TO BE DONE —
Quote the listing below in its entirety, omitting every image.

BEGIN

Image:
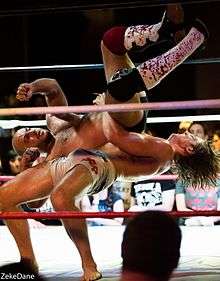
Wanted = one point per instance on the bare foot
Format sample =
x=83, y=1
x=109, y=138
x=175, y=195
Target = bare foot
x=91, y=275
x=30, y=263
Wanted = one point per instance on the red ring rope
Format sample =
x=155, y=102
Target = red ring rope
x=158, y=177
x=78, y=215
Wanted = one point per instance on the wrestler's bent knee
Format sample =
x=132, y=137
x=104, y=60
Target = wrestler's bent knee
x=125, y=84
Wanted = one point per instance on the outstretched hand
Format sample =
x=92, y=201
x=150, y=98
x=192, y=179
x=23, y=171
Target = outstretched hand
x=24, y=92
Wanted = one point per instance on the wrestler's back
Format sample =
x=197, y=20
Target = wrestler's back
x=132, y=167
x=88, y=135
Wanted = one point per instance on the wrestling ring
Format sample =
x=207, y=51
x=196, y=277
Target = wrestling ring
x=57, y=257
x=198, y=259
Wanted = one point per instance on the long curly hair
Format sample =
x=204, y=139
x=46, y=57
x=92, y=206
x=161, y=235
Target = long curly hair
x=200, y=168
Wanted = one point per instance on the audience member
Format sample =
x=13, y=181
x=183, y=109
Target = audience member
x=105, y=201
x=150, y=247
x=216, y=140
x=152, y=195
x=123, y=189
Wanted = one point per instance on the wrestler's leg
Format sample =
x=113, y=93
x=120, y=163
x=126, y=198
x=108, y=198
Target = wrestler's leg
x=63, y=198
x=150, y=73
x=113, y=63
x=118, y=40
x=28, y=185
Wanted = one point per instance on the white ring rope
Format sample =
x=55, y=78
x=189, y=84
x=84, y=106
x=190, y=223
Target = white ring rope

END

RESPONSE TO THE TASK —
Image:
Wanted = one point per instance on the bare foot
Format sample =
x=83, y=1
x=109, y=138
x=175, y=195
Target = bare foot
x=91, y=275
x=30, y=263
Wanted = one point per instance on the red ring rope
Format sample =
x=155, y=102
Target = red ring rope
x=158, y=177
x=78, y=215
Wanted = one point per instance on the wrestler's bent knee
Format sample =
x=132, y=137
x=104, y=60
Target = wrestler's bent knee
x=125, y=84
Wanted = one point per instance on the outstretched hand
Format sample =
x=92, y=201
x=150, y=98
x=192, y=179
x=23, y=171
Target = outstretched hand
x=24, y=92
Wanted = one point per instance on the wrestler's back
Format sample =
x=197, y=20
Target = wrestler's back
x=132, y=167
x=88, y=135
Wanted = one point per instance on the wrestling ring
Format sample =
x=207, y=51
x=196, y=277
Target = wrestling ring
x=57, y=257
x=198, y=259
Wanted = one point per instance on the long curly hair
Format sample =
x=204, y=139
x=46, y=57
x=92, y=206
x=161, y=235
Target = long curly hair
x=200, y=168
Wanted = one point per instance on the audience member
Format sample =
x=13, y=181
x=183, y=109
Target = audience member
x=105, y=201
x=150, y=247
x=216, y=140
x=152, y=195
x=123, y=189
Wanted = one point per instance on the wrestler's leg
Format sample =
x=113, y=93
x=120, y=163
x=126, y=198
x=108, y=198
Target = wrestler's leg
x=63, y=198
x=150, y=73
x=113, y=63
x=118, y=40
x=28, y=185
Wanted = one point per instance on the white ring rope
Format sample =
x=55, y=78
x=189, y=84
x=84, y=106
x=190, y=223
Target = white ring rope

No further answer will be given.